• [Questions]
1: In the Excel thread, which cell do you select first to type the formula?
2: Reproduce the Excel thread from "1. OFFSET(X, $A2-1, 0, 1)" up to and including "number (the distance).".

• [Selected extract]
'''
Solved – Multivariate distance function in Excel

excelmatrix

I want to do a simple nearest neighbour calculation in Excel over a multivariate space to get an idea of how my data clusters. I have a set of data points $\{X_1, X_2, \ldots X_n\}$ and a set of possible cluster centers $\{M_1, M_2, \ldots, M_m\}$. Initially, I propose to simply use a weight vector $w$, and compute the scalar product of $w$ and $[X_i – M_j]$ to get the distance of point $i$ to cluster centre $j$. This is all very simple… but completely unwieldy if $n$ and/or $m$ and/or the dimensionality of my data points is large. So is there any (simple) way of hiding all the matrix calculations and producing a (matrix/vector) formula that produces the (scalar) distance without using temporary arrays?

Best Answer

Excel supports matrix operations.

In this case, do the following:

  • Put the data points in an $n$ by $p$ array where $p$ is the dimensionality of the space. Call this array X.

  • Put the cluster centers in an $m$ by $p$ array and call it M.

  • Put the weights into a $1$ by $p$ array and call it W.

  • Create a range for the $n$ by $m$ calculation. Bound it on the left with the sequence $1,2,\ldots, n$, going down the column. To be concrete, let's suppose this sequence is in cells A2, A3, etc. Bound it above with the sequence $1,2,\ldots, m$. To be concrete, let's suppose this is in cells B1, C1, etc. Thus the upper left corner of the results will in cell B2.

  • Select the top cell in the result array (B2). In the formula bar type

    =MMULT(W, ABS(TRANSPOSE(OFFSET(X, $A2-1, 0, 1) - OFFSET(M, B$1-1, 0, 1))))

and press Enter. Drag this formula throughout the entire array, first to the right across all $m$ cells of the top row, and then after selecting the entire top row, down to include all $n$ rows. Judicious use of "\$" in the formula causes it to update appropriately when dragged. (This illustrates how to compute an outer product in Excel.)

This formula does the following:

  1. OFFSET(X, $A2-1, 0, 1) uses the entries in the left column (column A) to index into the rows of array X.

  2. OFFSET(M, B$1-1, 0, 1) uses the entries in the top row (row 1) to index into the rows of array M.

  3. - subtracts the designated row of M from the designated row of X, yielding a $1$ by $p$ array.

  4. TRANSPOSE converts that result to a $p$ by $1$ array.

  5. MMULT performs the matrix multiplication of the $1$ by $p$ array W by the $p$ by $1$ array computed in the preceding step, producing a $1$ by $1$ array: that is, a number (the distance).
'''
• [Dataset records]
'''
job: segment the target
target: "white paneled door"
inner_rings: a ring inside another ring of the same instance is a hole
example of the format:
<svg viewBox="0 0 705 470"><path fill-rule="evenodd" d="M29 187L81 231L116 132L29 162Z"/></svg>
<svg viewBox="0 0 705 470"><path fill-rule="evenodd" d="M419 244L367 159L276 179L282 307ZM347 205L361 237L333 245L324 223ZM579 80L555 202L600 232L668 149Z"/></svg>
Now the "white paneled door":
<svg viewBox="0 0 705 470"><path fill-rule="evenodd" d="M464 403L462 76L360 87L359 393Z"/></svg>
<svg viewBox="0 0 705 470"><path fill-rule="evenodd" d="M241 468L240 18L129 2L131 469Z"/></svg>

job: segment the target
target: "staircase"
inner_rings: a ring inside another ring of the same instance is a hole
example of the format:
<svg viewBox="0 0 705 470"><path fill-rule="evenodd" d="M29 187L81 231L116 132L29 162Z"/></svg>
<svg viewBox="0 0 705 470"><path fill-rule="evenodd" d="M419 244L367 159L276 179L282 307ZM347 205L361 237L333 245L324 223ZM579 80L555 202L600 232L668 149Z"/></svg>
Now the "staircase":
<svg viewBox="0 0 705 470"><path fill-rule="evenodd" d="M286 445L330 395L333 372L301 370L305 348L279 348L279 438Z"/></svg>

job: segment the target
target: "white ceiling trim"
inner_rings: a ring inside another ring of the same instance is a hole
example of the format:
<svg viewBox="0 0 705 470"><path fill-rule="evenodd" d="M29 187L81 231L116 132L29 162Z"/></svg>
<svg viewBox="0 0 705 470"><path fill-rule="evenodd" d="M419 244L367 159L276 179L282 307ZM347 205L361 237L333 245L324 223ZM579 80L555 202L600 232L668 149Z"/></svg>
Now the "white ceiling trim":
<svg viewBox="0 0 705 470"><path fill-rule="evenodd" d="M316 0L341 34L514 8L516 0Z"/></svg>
'''
• [Solved tasks]
1: The top cell in the result array, B2.

2:
1. OFFSET(X, $A2-1, 0, 1) uses the entries in the left column (column A) to index into the rows of array X.

  2. OFFSET(M, B$1-1, 0, 1) uses the entries in the top row (row 1) to index into the rows of array M.

  3. - subtracts the designated row of M from the designated row of X, yielding a $1$ by $p$ array.

  4. TRANSPOSE converts that result to a $p$ by $1$ array.

  5. MMULT performs the matrix multiplication of the $1$ by $p$ array W by the $p$ by $1$ array computed in the preceding step, producing a $1$ by $1$ array: that is, a number (the distance).